• Written problem: Your task is to print every entry below exactly as given.

• The data:
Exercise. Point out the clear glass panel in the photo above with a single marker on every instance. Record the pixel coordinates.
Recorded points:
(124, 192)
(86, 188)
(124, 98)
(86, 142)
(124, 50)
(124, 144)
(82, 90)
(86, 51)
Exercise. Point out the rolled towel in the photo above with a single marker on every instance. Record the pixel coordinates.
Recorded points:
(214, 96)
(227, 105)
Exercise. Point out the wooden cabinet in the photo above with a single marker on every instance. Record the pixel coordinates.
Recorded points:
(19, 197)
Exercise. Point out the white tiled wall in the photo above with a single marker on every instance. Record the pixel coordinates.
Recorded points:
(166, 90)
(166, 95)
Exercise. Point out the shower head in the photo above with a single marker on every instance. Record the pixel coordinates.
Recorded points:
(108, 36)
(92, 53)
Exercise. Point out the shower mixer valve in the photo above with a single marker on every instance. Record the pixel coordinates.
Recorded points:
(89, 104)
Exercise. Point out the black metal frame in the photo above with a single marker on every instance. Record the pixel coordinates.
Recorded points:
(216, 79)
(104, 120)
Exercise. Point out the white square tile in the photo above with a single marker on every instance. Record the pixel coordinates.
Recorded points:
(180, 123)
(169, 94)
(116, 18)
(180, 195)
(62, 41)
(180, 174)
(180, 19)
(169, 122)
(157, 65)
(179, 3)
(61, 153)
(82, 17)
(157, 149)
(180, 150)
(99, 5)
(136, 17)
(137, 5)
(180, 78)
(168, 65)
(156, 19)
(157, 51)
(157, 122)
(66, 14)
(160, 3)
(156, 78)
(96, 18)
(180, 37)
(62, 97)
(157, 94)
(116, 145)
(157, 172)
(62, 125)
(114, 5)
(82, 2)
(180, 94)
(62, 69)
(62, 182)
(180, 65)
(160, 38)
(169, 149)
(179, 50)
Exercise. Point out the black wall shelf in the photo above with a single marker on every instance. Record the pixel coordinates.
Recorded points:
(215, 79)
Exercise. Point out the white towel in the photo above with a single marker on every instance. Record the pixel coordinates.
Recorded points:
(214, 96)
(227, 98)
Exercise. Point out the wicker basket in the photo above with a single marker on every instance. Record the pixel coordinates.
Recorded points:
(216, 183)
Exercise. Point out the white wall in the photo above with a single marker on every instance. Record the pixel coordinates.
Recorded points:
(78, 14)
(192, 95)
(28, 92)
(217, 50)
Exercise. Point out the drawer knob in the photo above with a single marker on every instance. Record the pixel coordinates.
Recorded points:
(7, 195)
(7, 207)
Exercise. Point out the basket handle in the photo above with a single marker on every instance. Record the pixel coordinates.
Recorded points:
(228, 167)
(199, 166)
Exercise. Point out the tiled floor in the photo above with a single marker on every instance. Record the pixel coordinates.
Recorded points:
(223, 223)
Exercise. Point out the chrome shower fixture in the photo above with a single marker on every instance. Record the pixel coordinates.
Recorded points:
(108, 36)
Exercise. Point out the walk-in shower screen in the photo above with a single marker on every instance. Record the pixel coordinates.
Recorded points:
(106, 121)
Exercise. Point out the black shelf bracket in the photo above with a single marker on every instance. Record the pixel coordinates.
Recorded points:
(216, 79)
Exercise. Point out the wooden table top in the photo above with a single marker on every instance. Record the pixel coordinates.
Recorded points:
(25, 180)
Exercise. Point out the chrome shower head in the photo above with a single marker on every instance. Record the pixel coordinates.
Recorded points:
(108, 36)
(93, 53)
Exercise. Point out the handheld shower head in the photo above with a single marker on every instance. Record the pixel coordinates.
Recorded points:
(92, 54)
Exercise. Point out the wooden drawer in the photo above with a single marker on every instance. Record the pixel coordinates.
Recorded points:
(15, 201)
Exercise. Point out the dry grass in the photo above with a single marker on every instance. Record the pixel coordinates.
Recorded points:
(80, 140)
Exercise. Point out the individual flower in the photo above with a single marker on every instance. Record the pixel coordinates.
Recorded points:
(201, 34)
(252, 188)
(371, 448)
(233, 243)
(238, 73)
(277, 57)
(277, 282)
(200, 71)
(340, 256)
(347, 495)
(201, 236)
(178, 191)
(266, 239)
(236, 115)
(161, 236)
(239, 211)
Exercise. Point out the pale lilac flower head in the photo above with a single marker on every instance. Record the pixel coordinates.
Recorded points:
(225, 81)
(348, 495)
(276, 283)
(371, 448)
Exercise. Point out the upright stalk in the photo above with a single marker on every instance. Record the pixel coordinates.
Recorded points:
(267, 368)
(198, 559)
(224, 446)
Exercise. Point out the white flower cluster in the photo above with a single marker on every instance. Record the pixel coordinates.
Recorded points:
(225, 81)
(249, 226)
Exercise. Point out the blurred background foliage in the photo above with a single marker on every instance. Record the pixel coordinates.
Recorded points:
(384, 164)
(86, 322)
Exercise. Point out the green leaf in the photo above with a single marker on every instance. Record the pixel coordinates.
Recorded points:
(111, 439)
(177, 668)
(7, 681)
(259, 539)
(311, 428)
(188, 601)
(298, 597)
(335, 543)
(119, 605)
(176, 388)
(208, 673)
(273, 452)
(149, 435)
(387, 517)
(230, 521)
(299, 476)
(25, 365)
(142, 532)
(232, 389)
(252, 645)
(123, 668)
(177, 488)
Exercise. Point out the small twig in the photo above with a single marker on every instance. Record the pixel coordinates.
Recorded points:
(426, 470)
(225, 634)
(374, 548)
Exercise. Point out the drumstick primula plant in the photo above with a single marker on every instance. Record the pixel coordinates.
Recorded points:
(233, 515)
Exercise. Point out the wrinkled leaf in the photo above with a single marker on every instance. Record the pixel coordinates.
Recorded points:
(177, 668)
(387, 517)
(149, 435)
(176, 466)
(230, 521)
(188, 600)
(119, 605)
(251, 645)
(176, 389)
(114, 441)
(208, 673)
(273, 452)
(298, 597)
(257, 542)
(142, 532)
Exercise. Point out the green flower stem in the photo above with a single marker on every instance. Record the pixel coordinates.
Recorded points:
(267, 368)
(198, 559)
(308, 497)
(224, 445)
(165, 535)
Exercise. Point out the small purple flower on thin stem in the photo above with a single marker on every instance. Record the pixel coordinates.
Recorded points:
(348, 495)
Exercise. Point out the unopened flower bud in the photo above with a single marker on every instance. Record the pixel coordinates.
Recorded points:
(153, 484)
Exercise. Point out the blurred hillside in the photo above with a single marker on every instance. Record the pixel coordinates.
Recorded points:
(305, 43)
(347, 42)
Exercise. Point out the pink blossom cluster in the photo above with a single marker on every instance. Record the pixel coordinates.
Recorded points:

• Task solution:
Exercise. Point out the clear glass panel in the photo above with a single marker on every instance. Record the pixel coordinates.
Recorded points:
(124, 192)
(86, 188)
(124, 98)
(86, 142)
(124, 50)
(124, 144)
(82, 90)
(86, 51)
Exercise. Point out the rolled towel in the photo above with a single marker on every instance. Record the pixel coordinates.
Recorded points:
(214, 96)
(227, 105)
Exercise. Point out the wooden cabinet in the photo above with a single marker on every instance. Record the pixel coordinates.
Recorded points:
(19, 197)
Exercise. Point out the white tiled wall in the photo above with a single marker on every instance. Record the pixel coordinates.
Recorded points:
(166, 90)
(166, 95)
Exercise. Point out the shower head in the photo above with a single marker on every instance. Record the pixel coordinates.
Recorded points:
(108, 36)
(92, 53)
Exercise. Point out the shower mixer valve in the photo above with a single marker on every instance. Record the pixel coordinates.
Recorded points:
(89, 104)
Exercise. Point out the black metal frame in the photo above with a single marker on every instance. Record the pixel coordinates.
Recorded points:
(216, 79)
(104, 120)
Exercise. Point out the white square tile in the photo above with a single marker on every instance. Record the pixel coordinates.
Recorded points:
(180, 123)
(169, 94)
(116, 18)
(180, 195)
(62, 41)
(180, 174)
(180, 19)
(169, 122)
(157, 65)
(179, 3)
(61, 153)
(82, 17)
(157, 149)
(180, 150)
(99, 5)
(136, 17)
(137, 5)
(180, 78)
(168, 65)
(156, 19)
(157, 51)
(157, 122)
(66, 14)
(160, 3)
(156, 78)
(96, 18)
(180, 37)
(62, 97)
(157, 94)
(116, 145)
(157, 172)
(62, 125)
(114, 5)
(82, 2)
(180, 94)
(62, 69)
(62, 182)
(180, 65)
(160, 38)
(169, 149)
(179, 50)
Exercise. Point out the black wall shelf in the photo above with a single marker on every instance. Record the pixel coordinates.
Recorded points:
(215, 79)
Exercise. Point out the white towel in the photo above with a single marker on every instance. Record the pixel coordinates.
Recorded points:
(214, 96)
(227, 98)
Exercise. Point out the wicker basket in the photo above with a single marker on every instance. Record the pixel coordinates.
Recorded points:
(216, 183)
Exercise. Point out the white wall in the photo above with a single marker on every instance. Record the pixel coordinates.
Recorded points:
(78, 14)
(192, 95)
(28, 92)
(217, 50)
Exercise. Point out the drawer knob in the photo above with a single marker on every instance. Record the pixel coordinates.
Recorded points:
(7, 195)
(7, 207)
Exercise. Point out the basket handle in the photo above with a single marker on every instance. Record the pixel coordinates.
Recorded points:
(228, 167)
(199, 166)
Exercise. Point out the tiled floor in the photo above with a single marker on every instance. Record the pixel coordinates.
Recorded points:
(223, 223)
Exercise. Point out the chrome shower fixture in the photo above with a single marker on every instance. Record the pixel coordinates.
Recorded points:
(108, 36)
Exercise. Point out the walk-in shower screen in the photo above with a single marker on every instance. Record the pixel coordinates.
Recorded points:
(106, 121)
Exercise. Point out the black shelf bracket in the photo above with a single marker on every instance. Record the pixel coordinates.
Recorded points:
(216, 79)
Exercise. Point out the wooden table top in the photo above with a single marker on every instance. Record the pixel coordinates.
Recorded points:
(25, 180)
Exercise. Point out the chrome shower head in the photo above with a single marker on every instance. Record the pixel coordinates.
Recorded points:
(108, 36)
(93, 53)
Exercise. Point out the handheld shower head in the photo above with a single marker on every instance. Record the pixel coordinates.
Recorded points:
(92, 54)
Exercise. Point out the wooden drawer in the photo above with a single marker on every instance. Record the pixel coordinates.
Recorded points:
(15, 201)
Exercise. Point out the dry grass in the photo above with a single marker on every instance. Record the pixel coordinates.
Recorded points:
(80, 140)
Exercise. Point out the individual flower in the photo above with a single marker on every instance. Record the pixel coordinates.
Recorded points:
(201, 34)
(252, 188)
(371, 448)
(233, 243)
(238, 73)
(277, 57)
(277, 282)
(200, 71)
(340, 256)
(347, 495)
(201, 236)
(178, 191)
(266, 239)
(236, 115)
(161, 236)
(239, 211)
Exercise. Point out the pale lilac flower head in the photo above with a single marker on every instance. Record the pixel coordinates.
Recorded points:
(225, 81)
(348, 495)
(276, 283)
(371, 448)
Exercise. Point out the upright stalk in the photo above with a single marker on every instance. Record the pixel coordinates.
Recorded points:
(267, 368)
(198, 559)
(224, 446)
Exercise. Point out the white flower cluster in the photo above with a single marker on every instance. Record the pixel coordinates.
Recorded points:
(225, 81)
(249, 226)
Exercise. Point out the blurred background foliage in the photo above with a single marker on every instance. Record the pixel coordinates.
Recorded points:
(384, 164)
(86, 322)
Exercise. Point out the green leaf in the photo above with a single marker on every instance. Record the pixel coordinates.
Recorded points:
(111, 439)
(177, 668)
(7, 681)
(259, 539)
(311, 428)
(188, 601)
(298, 597)
(335, 543)
(119, 605)
(176, 388)
(208, 673)
(273, 452)
(149, 435)
(387, 517)
(230, 521)
(299, 476)
(25, 365)
(142, 532)
(232, 389)
(252, 645)
(123, 668)
(177, 488)
Exercise. Point out the small twig in the photo above with a single marker on every instance. Record the pixel coordinates.
Recorded points:
(426, 470)
(225, 634)
(374, 548)
Exercise. Point out the drumstick primula plant in the photo above with a single marker on every instance. Record the pixel coordinates.
Recorded points:
(233, 515)
Exercise. Point out the wrinkled leaf in the photo above with a single marker on every instance. Record the pixel coordinates.
Recorded points:
(177, 668)
(387, 517)
(149, 435)
(176, 466)
(230, 521)
(188, 600)
(119, 605)
(251, 645)
(176, 389)
(114, 441)
(208, 673)
(273, 452)
(298, 597)
(257, 542)
(142, 532)
Exercise. Point out the green flower stem in the photo above with a single marker on every instance. Record the pixel coordinates.
Recorded points:
(267, 368)
(198, 559)
(308, 497)
(224, 445)
(165, 535)
Exercise. Point out the small purple flower on thin stem in the photo above with a single marker on every instance. Record the pixel coordinates.
Recorded points:
(348, 495)
Exercise. Point out the unopened flower bud in the photo above with a single marker on every instance. Record the pixel coordinates.
Recorded points:
(153, 484)
Exercise. Point out the blurred hillside in the photo above with a single marker on every instance. Record the pixel coordinates.
Recorded points:
(305, 43)
(347, 42)
Exercise. Point out the pink blossom cluster in the photo above with a single marker on every instance. Record the pixel coordinates.
Recorded points:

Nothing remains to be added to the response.